Exercise aim » Return each entry exactly, omitting nothing.
:::::
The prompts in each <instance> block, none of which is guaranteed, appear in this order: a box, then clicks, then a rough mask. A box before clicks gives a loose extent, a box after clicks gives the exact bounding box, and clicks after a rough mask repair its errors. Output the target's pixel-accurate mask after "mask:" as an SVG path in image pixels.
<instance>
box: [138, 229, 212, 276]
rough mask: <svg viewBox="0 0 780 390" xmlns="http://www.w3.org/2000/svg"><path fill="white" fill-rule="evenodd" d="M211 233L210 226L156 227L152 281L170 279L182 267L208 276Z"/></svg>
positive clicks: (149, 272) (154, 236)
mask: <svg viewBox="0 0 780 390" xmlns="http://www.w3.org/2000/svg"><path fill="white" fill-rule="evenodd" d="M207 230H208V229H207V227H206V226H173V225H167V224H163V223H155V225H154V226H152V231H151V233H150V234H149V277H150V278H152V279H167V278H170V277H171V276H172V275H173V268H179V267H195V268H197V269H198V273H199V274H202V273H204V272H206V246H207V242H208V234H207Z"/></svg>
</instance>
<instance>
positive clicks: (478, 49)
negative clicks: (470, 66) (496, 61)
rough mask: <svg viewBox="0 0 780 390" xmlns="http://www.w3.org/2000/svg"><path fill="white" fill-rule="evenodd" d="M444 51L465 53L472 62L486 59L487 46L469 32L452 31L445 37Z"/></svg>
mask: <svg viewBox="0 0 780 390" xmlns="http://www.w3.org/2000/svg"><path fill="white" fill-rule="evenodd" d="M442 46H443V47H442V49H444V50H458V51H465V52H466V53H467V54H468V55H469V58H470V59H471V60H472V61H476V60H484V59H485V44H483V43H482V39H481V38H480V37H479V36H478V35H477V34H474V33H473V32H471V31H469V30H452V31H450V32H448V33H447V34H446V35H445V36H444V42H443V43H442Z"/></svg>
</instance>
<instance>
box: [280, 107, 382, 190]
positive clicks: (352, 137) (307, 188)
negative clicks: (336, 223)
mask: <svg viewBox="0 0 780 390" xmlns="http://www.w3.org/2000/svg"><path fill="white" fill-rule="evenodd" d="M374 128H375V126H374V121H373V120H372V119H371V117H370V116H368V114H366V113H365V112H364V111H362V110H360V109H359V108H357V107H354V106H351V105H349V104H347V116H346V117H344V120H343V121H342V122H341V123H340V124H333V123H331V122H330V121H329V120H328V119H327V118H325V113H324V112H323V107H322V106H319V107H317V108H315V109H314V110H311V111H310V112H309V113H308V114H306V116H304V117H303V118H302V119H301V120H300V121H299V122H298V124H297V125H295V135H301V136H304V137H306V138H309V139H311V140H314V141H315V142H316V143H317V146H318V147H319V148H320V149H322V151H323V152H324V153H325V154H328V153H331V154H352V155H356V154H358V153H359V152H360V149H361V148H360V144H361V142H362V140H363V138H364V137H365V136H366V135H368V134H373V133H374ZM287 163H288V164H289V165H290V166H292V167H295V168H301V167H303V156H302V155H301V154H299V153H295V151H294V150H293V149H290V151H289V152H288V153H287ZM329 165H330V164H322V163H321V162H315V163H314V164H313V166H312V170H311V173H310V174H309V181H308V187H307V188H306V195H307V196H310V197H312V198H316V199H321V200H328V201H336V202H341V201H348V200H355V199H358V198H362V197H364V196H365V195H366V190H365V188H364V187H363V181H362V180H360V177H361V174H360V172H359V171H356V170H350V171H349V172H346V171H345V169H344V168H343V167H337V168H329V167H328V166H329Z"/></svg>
:::::
Solution to the problem »
The prompts in each <instance> block, none of which is guaranteed, appear in this order: a box, then clicks, then a rough mask. A box before clicks gives a loose extent, a box after clicks gives the exact bounding box, and clicks after a rough mask repair its errors. Output the target's pixel-accurate mask after "mask:" as an SVG path in image pixels.
<instance>
box: [138, 229, 212, 276]
rough mask: <svg viewBox="0 0 780 390" xmlns="http://www.w3.org/2000/svg"><path fill="white" fill-rule="evenodd" d="M211 233L210 226L156 227L152 281L170 279L182 267L208 276Z"/></svg>
positive clicks: (149, 272) (154, 236)
mask: <svg viewBox="0 0 780 390" xmlns="http://www.w3.org/2000/svg"><path fill="white" fill-rule="evenodd" d="M207 230H208V229H207V227H206V226H173V225H167V224H163V223H155V225H154V226H152V231H151V233H150V234H149V277H150V278H152V279H167V278H170V277H171V276H172V275H173V268H179V267H195V268H197V269H198V273H199V274H202V273H204V272H206V246H207V242H208V234H207Z"/></svg>
</instance>
<instance>
positive clicks: (478, 49)
negative clicks: (470, 66) (496, 61)
rough mask: <svg viewBox="0 0 780 390" xmlns="http://www.w3.org/2000/svg"><path fill="white" fill-rule="evenodd" d="M444 51L465 53L472 62L486 59L487 46L469 32L452 31L445 37Z"/></svg>
mask: <svg viewBox="0 0 780 390" xmlns="http://www.w3.org/2000/svg"><path fill="white" fill-rule="evenodd" d="M442 46H443V47H442V49H444V50H458V51H465V52H466V53H467V54H468V55H469V58H470V59H471V60H472V61H476V60H484V59H485V44H483V43H482V39H481V38H480V37H479V36H478V35H477V34H474V33H473V32H471V31H469V30H452V31H450V32H448V33H447V34H446V35H445V36H444V42H443V43H442Z"/></svg>
</instance>
<instance>
box: [280, 107, 382, 190]
positive clicks: (352, 137) (307, 188)
negative clicks: (336, 223)
mask: <svg viewBox="0 0 780 390" xmlns="http://www.w3.org/2000/svg"><path fill="white" fill-rule="evenodd" d="M374 128H375V126H374V121H373V120H372V119H371V117H370V116H368V114H366V113H365V112H364V111H362V110H360V109H359V108H357V107H354V106H351V105H349V104H347V116H346V117H344V120H343V121H342V122H341V123H340V124H333V123H331V122H330V121H329V120H328V119H327V118H325V113H324V112H323V107H322V106H319V107H317V108H315V109H314V110H311V111H310V112H309V113H308V114H306V116H304V117H303V118H302V119H301V120H300V121H299V122H298V124H297V125H295V135H301V136H304V137H306V138H309V139H311V140H314V141H315V142H316V143H317V146H318V147H319V148H320V149H322V151H323V152H324V153H325V154H328V153H331V154H352V155H356V154H358V153H359V152H360V149H361V148H360V144H361V142H362V140H363V138H364V137H365V136H366V135H368V134H373V133H374ZM287 163H288V164H289V165H290V166H292V167H295V168H301V167H303V156H302V155H301V154H299V153H295V151H294V150H293V149H290V151H289V152H288V153H287ZM329 165H330V164H322V163H321V162H315V163H314V164H313V166H312V170H311V173H310V174H309V181H308V187H307V188H306V195H307V196H310V197H312V198H316V199H321V200H328V201H336V202H341V201H348V200H355V199H358V198H362V197H364V196H365V195H366V190H365V188H364V187H363V181H362V180H360V177H361V174H360V172H359V171H356V170H350V171H349V172H346V171H345V169H344V168H343V167H337V168H329V167H328V166H329Z"/></svg>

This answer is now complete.